BEGIN Raw records

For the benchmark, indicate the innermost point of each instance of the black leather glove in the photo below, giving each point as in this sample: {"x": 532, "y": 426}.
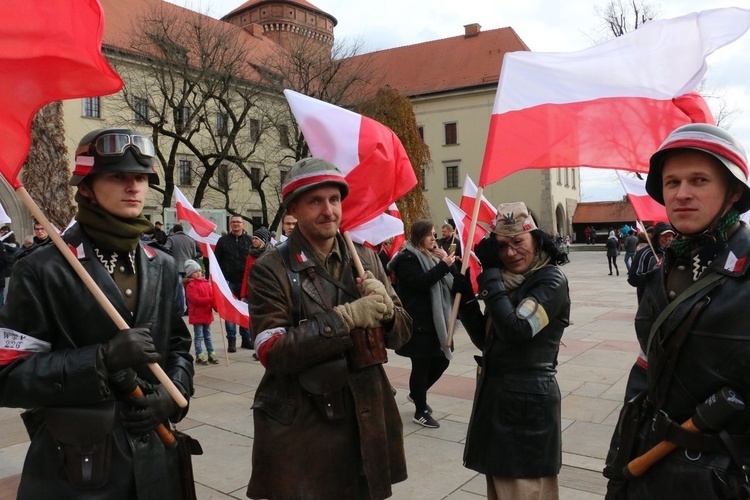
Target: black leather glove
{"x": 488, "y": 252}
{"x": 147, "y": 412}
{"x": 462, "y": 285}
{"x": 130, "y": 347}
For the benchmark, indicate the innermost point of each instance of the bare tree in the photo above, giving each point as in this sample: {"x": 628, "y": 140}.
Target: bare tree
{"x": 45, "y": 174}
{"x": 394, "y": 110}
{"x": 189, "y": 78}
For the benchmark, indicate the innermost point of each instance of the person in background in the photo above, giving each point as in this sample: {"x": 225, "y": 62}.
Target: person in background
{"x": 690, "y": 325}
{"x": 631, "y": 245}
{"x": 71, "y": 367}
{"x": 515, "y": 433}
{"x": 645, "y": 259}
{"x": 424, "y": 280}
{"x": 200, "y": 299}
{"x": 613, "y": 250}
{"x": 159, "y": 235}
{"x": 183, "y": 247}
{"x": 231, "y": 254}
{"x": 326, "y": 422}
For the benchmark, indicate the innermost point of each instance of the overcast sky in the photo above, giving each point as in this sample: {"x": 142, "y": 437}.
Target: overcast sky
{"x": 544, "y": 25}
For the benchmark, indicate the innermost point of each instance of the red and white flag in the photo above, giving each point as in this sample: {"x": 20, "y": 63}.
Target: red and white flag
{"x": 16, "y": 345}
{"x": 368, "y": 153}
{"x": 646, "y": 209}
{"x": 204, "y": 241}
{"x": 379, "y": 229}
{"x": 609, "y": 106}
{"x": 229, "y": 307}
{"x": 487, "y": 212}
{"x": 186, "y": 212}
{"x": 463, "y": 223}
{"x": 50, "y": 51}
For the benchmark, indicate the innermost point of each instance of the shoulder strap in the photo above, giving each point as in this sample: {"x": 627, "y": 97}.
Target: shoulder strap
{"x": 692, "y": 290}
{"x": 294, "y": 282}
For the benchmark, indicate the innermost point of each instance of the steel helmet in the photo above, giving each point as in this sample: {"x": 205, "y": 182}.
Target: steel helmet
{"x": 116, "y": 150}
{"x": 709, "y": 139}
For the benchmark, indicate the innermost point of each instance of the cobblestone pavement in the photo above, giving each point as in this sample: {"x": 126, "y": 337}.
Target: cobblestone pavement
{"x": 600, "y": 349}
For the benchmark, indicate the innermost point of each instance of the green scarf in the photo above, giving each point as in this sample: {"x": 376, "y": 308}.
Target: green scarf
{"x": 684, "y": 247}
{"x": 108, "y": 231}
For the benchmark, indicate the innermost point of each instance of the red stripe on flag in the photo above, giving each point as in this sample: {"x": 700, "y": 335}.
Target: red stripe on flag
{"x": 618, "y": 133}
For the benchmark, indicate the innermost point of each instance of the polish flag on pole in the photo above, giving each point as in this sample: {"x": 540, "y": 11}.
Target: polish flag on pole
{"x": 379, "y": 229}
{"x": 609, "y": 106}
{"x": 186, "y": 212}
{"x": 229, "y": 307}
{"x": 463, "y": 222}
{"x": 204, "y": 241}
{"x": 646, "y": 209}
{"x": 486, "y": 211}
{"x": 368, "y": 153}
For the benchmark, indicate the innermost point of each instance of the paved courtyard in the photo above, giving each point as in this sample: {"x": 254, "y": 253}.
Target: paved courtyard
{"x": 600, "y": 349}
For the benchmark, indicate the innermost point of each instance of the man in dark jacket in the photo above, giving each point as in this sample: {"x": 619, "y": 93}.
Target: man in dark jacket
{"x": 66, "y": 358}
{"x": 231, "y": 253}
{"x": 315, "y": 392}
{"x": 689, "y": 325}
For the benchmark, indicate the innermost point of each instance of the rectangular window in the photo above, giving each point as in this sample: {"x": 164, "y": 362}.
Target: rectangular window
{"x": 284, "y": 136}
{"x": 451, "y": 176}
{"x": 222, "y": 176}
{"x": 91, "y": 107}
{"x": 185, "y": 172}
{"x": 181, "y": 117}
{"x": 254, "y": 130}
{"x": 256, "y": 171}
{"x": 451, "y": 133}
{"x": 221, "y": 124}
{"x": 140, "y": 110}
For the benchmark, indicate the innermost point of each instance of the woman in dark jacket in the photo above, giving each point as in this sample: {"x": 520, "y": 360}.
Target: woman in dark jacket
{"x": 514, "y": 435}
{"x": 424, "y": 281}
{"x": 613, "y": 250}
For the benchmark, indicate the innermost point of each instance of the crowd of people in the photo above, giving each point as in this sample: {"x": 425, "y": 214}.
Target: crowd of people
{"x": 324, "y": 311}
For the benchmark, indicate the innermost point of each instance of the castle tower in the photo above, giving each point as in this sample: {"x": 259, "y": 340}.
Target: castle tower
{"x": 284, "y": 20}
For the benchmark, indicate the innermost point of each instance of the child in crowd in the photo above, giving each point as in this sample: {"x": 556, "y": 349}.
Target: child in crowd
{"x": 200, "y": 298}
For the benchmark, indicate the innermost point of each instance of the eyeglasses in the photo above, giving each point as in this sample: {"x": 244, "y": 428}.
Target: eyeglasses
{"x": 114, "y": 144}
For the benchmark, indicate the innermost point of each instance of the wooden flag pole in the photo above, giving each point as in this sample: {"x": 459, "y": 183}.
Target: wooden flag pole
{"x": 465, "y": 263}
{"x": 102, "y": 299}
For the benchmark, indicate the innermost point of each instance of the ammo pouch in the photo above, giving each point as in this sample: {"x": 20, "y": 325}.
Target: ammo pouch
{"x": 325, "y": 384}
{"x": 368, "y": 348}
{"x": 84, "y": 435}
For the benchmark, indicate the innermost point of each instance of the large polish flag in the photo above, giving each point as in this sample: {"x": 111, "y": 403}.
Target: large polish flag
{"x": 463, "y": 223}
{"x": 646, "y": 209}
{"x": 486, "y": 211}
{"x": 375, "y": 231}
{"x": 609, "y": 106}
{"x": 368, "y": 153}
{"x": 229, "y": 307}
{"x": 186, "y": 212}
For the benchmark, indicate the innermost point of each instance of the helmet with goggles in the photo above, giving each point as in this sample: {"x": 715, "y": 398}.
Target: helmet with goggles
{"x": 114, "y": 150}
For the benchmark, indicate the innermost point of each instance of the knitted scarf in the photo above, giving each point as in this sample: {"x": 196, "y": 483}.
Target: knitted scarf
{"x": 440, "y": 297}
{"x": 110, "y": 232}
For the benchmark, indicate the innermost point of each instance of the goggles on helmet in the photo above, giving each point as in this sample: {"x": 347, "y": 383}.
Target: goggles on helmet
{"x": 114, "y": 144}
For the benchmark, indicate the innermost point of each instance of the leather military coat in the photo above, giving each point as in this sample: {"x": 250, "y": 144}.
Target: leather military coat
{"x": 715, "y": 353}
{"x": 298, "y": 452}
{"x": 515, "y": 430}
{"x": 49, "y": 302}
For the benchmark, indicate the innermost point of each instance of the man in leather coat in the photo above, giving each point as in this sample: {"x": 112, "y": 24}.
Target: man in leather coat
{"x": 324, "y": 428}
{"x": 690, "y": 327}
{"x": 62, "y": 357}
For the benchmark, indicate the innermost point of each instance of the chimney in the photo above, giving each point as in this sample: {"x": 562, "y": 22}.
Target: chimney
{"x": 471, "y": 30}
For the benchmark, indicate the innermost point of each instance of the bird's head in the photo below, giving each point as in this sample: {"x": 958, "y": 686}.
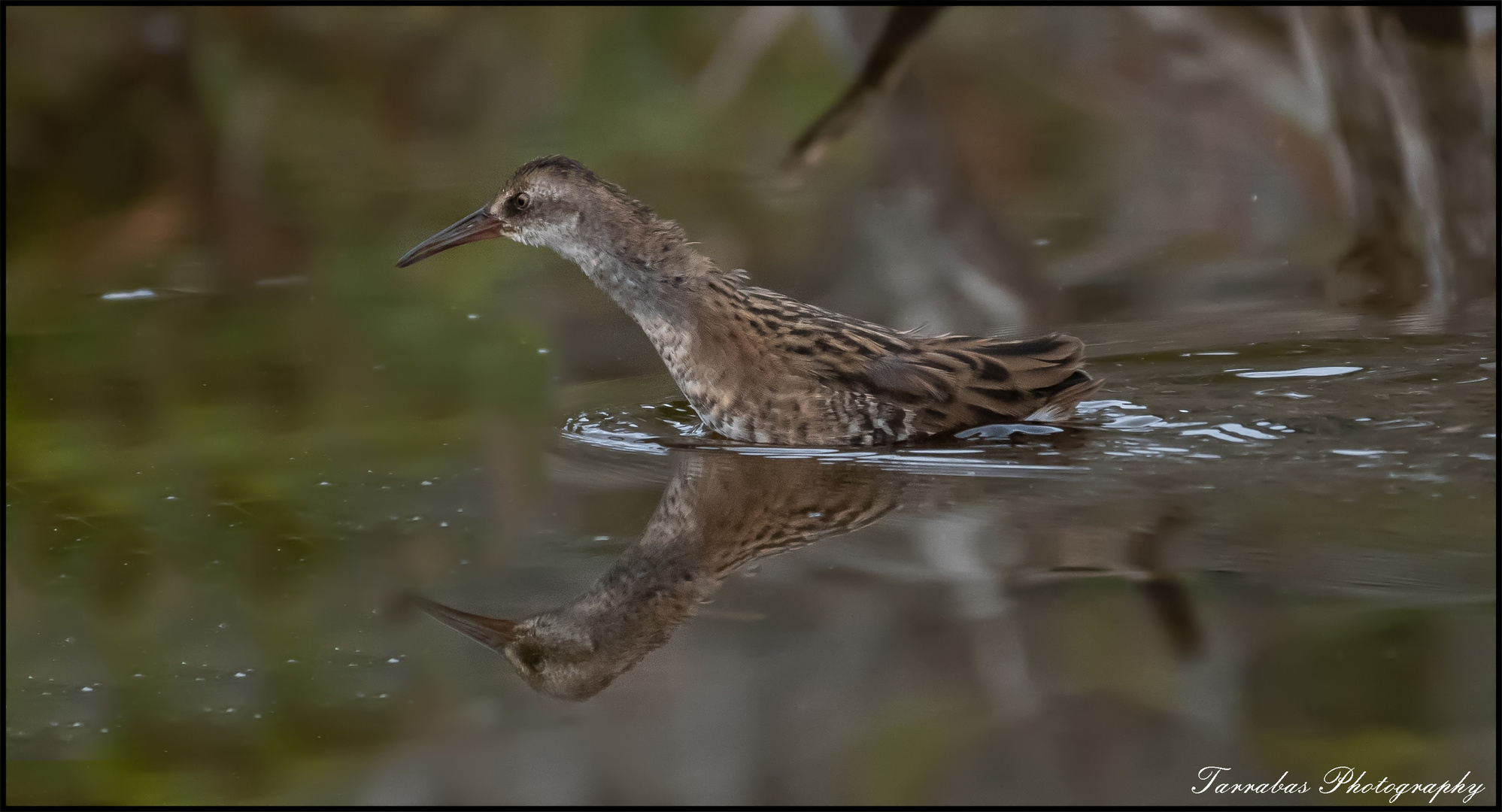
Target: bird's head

END Raw records

== To be done ==
Could you express every line of the records above as a Markdown table with the columns Num and Content, numbering the rows and leaving out blank lines? Omit the pictures from your answer.

== Exercise output ==
| Num | Content |
|---|---|
| 1 | For the benchmark, indicate the innermost point of each instance of the black leather glove in the photo below, giving each point as in this sample: {"x": 532, "y": 426}. |
| 2 | Target: black leather glove |
| 3 | {"x": 488, "y": 252} |
| 4 | {"x": 147, "y": 412} |
| 5 | {"x": 462, "y": 285} |
| 6 | {"x": 130, "y": 347} |
| 7 | For the benchmark, indicate the innermost point of each instance of the bare tree in the photo above, giving each point as in this sample: {"x": 628, "y": 140}. |
| 8 | Target: bare tree |
| 9 | {"x": 45, "y": 174} |
| 10 | {"x": 394, "y": 110} |
| 11 | {"x": 189, "y": 78} |
| 12 | For the benchmark, indicate the innermost point of each instance of the person in background in the photo above, giving each point as in this sample: {"x": 225, "y": 62}. |
| 13 | Target: person in background |
| 14 | {"x": 690, "y": 325} |
| 15 | {"x": 631, "y": 245} |
| 16 | {"x": 71, "y": 367} |
| 17 | {"x": 515, "y": 433} |
| 18 | {"x": 645, "y": 259} |
| 19 | {"x": 424, "y": 280} |
| 20 | {"x": 200, "y": 299} |
| 21 | {"x": 613, "y": 250} |
| 22 | {"x": 159, "y": 235} |
| 23 | {"x": 183, "y": 247} |
| 24 | {"x": 231, "y": 254} |
| 25 | {"x": 326, "y": 422} |
| 26 | For the benchmark, indicate the innermost point of each instance of the overcast sky in the photo above, giving each point as in this sample: {"x": 142, "y": 437}. |
| 27 | Target: overcast sky |
| 28 | {"x": 544, "y": 25} |
| 29 | For the benchmark, indicate the innermost point of each instance of the red and white flag in the photo above, giving each point as in this sample: {"x": 20, "y": 63}. |
| 30 | Target: red and white flag |
| 31 | {"x": 16, "y": 345} |
| 32 | {"x": 368, "y": 153} |
| 33 | {"x": 646, "y": 209} |
| 34 | {"x": 204, "y": 241} |
| 35 | {"x": 379, "y": 229} |
| 36 | {"x": 609, "y": 106} |
| 37 | {"x": 229, "y": 307} |
| 38 | {"x": 487, "y": 212} |
| 39 | {"x": 186, "y": 212} |
| 40 | {"x": 463, "y": 223} |
| 41 | {"x": 50, "y": 51} |
| 42 | For the benchmark, indicate the innermost point of each instance of the shoulder strap in the photo above, giving each point as in this sample: {"x": 627, "y": 97}. |
| 43 | Target: shoulder strap |
| 44 | {"x": 692, "y": 290} |
| 45 | {"x": 294, "y": 282} |
| 46 | For the benchmark, indicate the innermost point of each instance of the steel helmet in the photo above, giving each point as in this sample: {"x": 205, "y": 182}. |
| 47 | Target: steel helmet |
| 48 | {"x": 116, "y": 150} |
| 49 | {"x": 709, "y": 139} |
| 50 | For the benchmark, indicate the innermost point of each instance of the cobblestone pavement in the photo above, giving each point as in this sample: {"x": 126, "y": 337}. |
| 51 | Target: cobblestone pavement |
| 52 | {"x": 600, "y": 349} |
| 53 | For the benchmark, indicate the innermost point of each instance of the green scarf in the photo above, giving each point as in this sample: {"x": 376, "y": 308}. |
| 54 | Target: green scarf |
| 55 | {"x": 684, "y": 247} |
| 56 | {"x": 108, "y": 231} |
| 57 | For the benchmark, indicate the innermost point of each instance of the red stripe on flag in the photo above, giving each point as in this sample: {"x": 700, "y": 335}. |
| 58 | Target: red stripe on flag |
| 59 | {"x": 618, "y": 133} |
| 60 | For the benchmark, indicate the innermost point of each instance of the polish flag on pole in the photo above, giving each point as in this sample: {"x": 540, "y": 11}. |
| 61 | Target: polish flag on pole |
| 62 | {"x": 379, "y": 229} |
| 63 | {"x": 609, "y": 106} |
| 64 | {"x": 186, "y": 212} |
| 65 | {"x": 229, "y": 307} |
| 66 | {"x": 463, "y": 222} |
| 67 | {"x": 204, "y": 241} |
| 68 | {"x": 646, "y": 209} |
| 69 | {"x": 486, "y": 211} |
| 70 | {"x": 368, "y": 153} |
| 71 | For the benchmark, indicate the innermost point of each instance of the paved courtyard in the photo above, giving each point as in this sample: {"x": 254, "y": 253}. |
| 72 | Target: paved courtyard |
| 73 | {"x": 600, "y": 349} |
| 74 | For the benchmark, indicate the innermost point of each instance of the man in dark jacket in the photo above, giving each point as in this sample: {"x": 619, "y": 93}. |
| 75 | Target: man in dark jacket |
| 76 | {"x": 66, "y": 358} |
| 77 | {"x": 231, "y": 253} |
| 78 | {"x": 315, "y": 392} |
| 79 | {"x": 689, "y": 325} |
| 80 | For the benchmark, indicate the innermost point of each instance of the rectangular window in the photo above, giving each point as in this sample: {"x": 164, "y": 362}. |
| 81 | Target: rectangular window |
| 82 | {"x": 284, "y": 136} |
| 83 | {"x": 451, "y": 176} |
| 84 | {"x": 222, "y": 176} |
| 85 | {"x": 91, "y": 107} |
| 86 | {"x": 185, "y": 172} |
| 87 | {"x": 181, "y": 117} |
| 88 | {"x": 254, "y": 130} |
| 89 | {"x": 256, "y": 171} |
| 90 | {"x": 451, "y": 133} |
| 91 | {"x": 221, "y": 124} |
| 92 | {"x": 140, "y": 110} |
| 93 | For the benchmark, indicate the innermost point of each instance of the woman in dark jacket in the photo above, giving each point as in this sample: {"x": 520, "y": 360}. |
| 94 | Target: woman in dark jacket |
| 95 | {"x": 514, "y": 435} |
| 96 | {"x": 424, "y": 281} |
| 97 | {"x": 613, "y": 250} |
| 98 | For the benchmark, indicate the innermost point of each instance of the crowd of people in the photo above, giving each point as in this sample: {"x": 425, "y": 214}. |
| 99 | Target: crowd of people |
| 100 | {"x": 324, "y": 311} |
| 101 | For the benchmark, indicate the innermost point of each instance of the castle tower in the photo above, giving each point as in this sample: {"x": 259, "y": 340}. |
| 102 | Target: castle tower |
| 103 | {"x": 284, "y": 20} |
| 104 | For the benchmark, indicate the innermost point of each instance of the child in crowd in the photo above, giving each point as in this sample: {"x": 556, "y": 349}. |
| 105 | Target: child in crowd |
| 106 | {"x": 200, "y": 298} |
| 107 | For the benchmark, indicate the innermost point of each instance of the eyeglasses in the photo above, giving each point as in this sample: {"x": 244, "y": 428}. |
| 108 | Target: eyeglasses |
| 109 | {"x": 114, "y": 144} |
| 110 | For the benchmark, indicate the innermost point of each instance of the wooden flag pole in the photo above, giving each point as in this sample: {"x": 459, "y": 183}. |
| 111 | Target: wooden flag pole |
| 112 | {"x": 465, "y": 263} |
| 113 | {"x": 102, "y": 299} |
| 114 | For the benchmark, indicate the innermost point of each instance of the ammo pouch in the photo above, giving each point as in this sample: {"x": 20, "y": 325}. |
| 115 | Target: ammo pouch |
| 116 | {"x": 325, "y": 384} |
| 117 | {"x": 368, "y": 348} |
| 118 | {"x": 84, "y": 435} |
| 119 | For the benchmark, indicate the innermost point of each instance of the large polish flag in the photo above, giving each point as in this sample: {"x": 111, "y": 403}. |
| 120 | Target: large polish flag |
| 121 | {"x": 463, "y": 223} |
| 122 | {"x": 646, "y": 209} |
| 123 | {"x": 486, "y": 211} |
| 124 | {"x": 375, "y": 231} |
| 125 | {"x": 609, "y": 106} |
| 126 | {"x": 368, "y": 153} |
| 127 | {"x": 229, "y": 307} |
| 128 | {"x": 186, "y": 212} |
| 129 | For the benchmark, indicate the innermost point of each instance of the helmet with goggles in the photo above, giving each point as in this sample: {"x": 715, "y": 398}. |
| 130 | Target: helmet with goggles |
| 131 | {"x": 114, "y": 150} |
| 132 | For the benchmark, indicate the innermost point of each instance of the knitted scarf in the photo above, giving each point as in this sample: {"x": 196, "y": 483}. |
| 133 | Target: knitted scarf |
| 134 | {"x": 440, "y": 297} |
| 135 | {"x": 110, "y": 232} |
| 136 | For the benchmark, indicate the innermost point of each instance of the goggles on helmet in the photo above, giving each point as in this sample: {"x": 347, "y": 383}. |
| 137 | Target: goggles on helmet |
| 138 | {"x": 114, "y": 144} |
| 139 | For the benchmark, indicate the innermost point of each instance of the leather military coat in the photo above, giving each point as in this sample: {"x": 250, "y": 144}. |
| 140 | Target: leather military coat |
| 141 | {"x": 715, "y": 353} |
| 142 | {"x": 298, "y": 452} |
| 143 | {"x": 515, "y": 430} |
| 144 | {"x": 49, "y": 302} |
| 145 | For the benchmark, indicate the innermost point of each instance of the man in leather coat in the photo above, giving each point as in this sample: {"x": 112, "y": 24}. |
| 146 | Target: man in leather coat |
| 147 | {"x": 324, "y": 428} |
| 148 | {"x": 690, "y": 327} |
| 149 | {"x": 62, "y": 357} |
| 150 | For the benchmark, indicate the innermost point of each instance of the chimney in the photo above, giving each point as in this sample: {"x": 562, "y": 22}. |
| 151 | Target: chimney |
| 152 | {"x": 471, "y": 30} |
| 153 | For the benchmark, indicate the innermost point of each instance of the bird's head in the photo below, giving each point as in this sample: {"x": 958, "y": 686}. |
| 154 | Target: bird's head |